— TRAVAIL À FAIRE —
Recopiez, s'il vous plaît, tout le passage du texte sur la commémoration de la catastrophe de Liévin allant de « Visite de François » jusqu'à « réunis en congrès. ».

— EXTRAIT —
----
Visite de François Mitterrand pour la commémoration de la catastrophe de Liévin
Notice
Le Président François Mitterrand s'est rendu à Liévin pour le vingtième anniversaire de la catastrophe minière de la fosse 3 alors que se tient le congrès du Parti socialiste dans la ville. Il a répondu aux critiques de récupération de la mémoire des mineurs et a déposé une gerbe au mémorial. Dans son discours, il a célébré les combats des mineurs pour un minimum de justice pour les conditions de travail, les retraites et la maladie. A la mairie de Liévin, François Mitterrand s'est adressé aux socialistes réunis en congrès.
Éclairage
Si on les compare aux cérémonies organisées en 1984, les manifestations organisées en 1994 pour le vingtième anniversaire de la catastrophe – la plus meurtrière de l'après-guerre – survenue à Liévin témoigne de la rupture achevée avec la période minière. Le dernier puits a fermé dans la région en 1990 et le mineur rescapé qui intervient brièvement dans le cours de la séquence est, comme tous ses camarades désormais, un retraité. L'évocation du souvenir de la catastrophe n'est plus liée à la poursuite d'un quelconque combat militant au sein de l'exploitation minière ; ce souvenir est relu en fonction des enjeux du présent "post-minier" à l'échelle locale comme à l'échelle nationale. L'événement de 1974 est en passe de devenir un "lieu de mémoire", au sens exact que l'historien Pierre Nora a donné à ce terme : ce qui reste encore vivant d'une certaine mémoire quand les milieux, les sociétés qui portaient auparavant cette mémoire se désagrègent ou disparaissent.
----
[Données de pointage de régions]

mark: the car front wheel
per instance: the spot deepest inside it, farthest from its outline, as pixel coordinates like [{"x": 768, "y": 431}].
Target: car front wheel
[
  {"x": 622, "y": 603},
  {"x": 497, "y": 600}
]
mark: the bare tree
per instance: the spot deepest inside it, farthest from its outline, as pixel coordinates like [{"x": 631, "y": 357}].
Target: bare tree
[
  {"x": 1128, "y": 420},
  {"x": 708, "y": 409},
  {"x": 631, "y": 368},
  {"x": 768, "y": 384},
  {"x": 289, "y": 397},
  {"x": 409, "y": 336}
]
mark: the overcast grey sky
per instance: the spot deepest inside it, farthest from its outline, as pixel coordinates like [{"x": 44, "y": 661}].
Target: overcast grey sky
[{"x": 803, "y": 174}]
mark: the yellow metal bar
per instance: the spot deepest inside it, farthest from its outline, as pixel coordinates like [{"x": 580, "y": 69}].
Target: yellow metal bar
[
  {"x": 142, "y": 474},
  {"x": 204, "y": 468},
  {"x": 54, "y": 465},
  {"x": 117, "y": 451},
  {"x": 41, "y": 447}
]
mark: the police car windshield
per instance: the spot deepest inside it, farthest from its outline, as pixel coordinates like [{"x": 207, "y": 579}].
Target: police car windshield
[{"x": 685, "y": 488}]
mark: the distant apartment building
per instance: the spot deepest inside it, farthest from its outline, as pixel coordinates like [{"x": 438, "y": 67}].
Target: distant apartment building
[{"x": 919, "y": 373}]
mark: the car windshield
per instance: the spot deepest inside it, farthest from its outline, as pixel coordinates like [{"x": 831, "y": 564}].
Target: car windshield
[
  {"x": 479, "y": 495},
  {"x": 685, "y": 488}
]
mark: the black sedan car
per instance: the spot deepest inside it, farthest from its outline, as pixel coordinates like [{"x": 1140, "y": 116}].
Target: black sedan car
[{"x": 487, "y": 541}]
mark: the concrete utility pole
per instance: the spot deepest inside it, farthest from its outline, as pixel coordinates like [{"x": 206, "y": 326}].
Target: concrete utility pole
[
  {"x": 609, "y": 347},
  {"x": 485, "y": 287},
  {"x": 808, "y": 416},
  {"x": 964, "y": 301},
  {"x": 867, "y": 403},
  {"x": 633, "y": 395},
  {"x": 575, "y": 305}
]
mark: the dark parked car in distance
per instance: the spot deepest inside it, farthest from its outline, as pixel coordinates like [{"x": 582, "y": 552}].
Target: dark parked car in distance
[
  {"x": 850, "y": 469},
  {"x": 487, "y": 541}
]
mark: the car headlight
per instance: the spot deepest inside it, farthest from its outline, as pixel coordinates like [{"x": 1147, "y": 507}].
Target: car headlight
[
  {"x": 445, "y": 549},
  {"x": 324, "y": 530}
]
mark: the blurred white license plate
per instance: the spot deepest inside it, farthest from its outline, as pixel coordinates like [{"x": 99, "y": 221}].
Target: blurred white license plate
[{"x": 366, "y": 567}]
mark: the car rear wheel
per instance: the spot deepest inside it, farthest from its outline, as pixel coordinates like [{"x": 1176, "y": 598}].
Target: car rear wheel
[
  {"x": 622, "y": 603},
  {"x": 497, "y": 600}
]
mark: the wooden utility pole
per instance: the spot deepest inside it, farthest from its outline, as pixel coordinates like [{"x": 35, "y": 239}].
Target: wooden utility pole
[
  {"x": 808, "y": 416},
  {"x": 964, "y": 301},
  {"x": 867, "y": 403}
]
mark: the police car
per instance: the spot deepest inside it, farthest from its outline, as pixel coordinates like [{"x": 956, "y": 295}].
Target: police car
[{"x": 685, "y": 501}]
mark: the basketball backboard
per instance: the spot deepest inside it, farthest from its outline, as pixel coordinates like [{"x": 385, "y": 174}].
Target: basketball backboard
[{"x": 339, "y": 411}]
----
— EXERCICE TERMINÉ —
Visite de François Mitterrand pour la commémoration de la catastrophe de Liévin
Notice
Le Président François Mitterrand s'est rendu à Liévin pour le vingtième anniversaire de la catastrophe minière de la fosse 3 alors que se tient le congrès du Parti socialiste dans la ville. Il a répondu aux critiques de récupération de la mémoire des mineurs et a déposé une gerbe au mémorial. Dans son discours, il a célébré les combats des mineurs pour un minimum de justice pour les conditions de travail, les retraites et la maladie. A la mairie de Liévin, François Mitterrand s'est adressé aux socialistes réunis en congrès.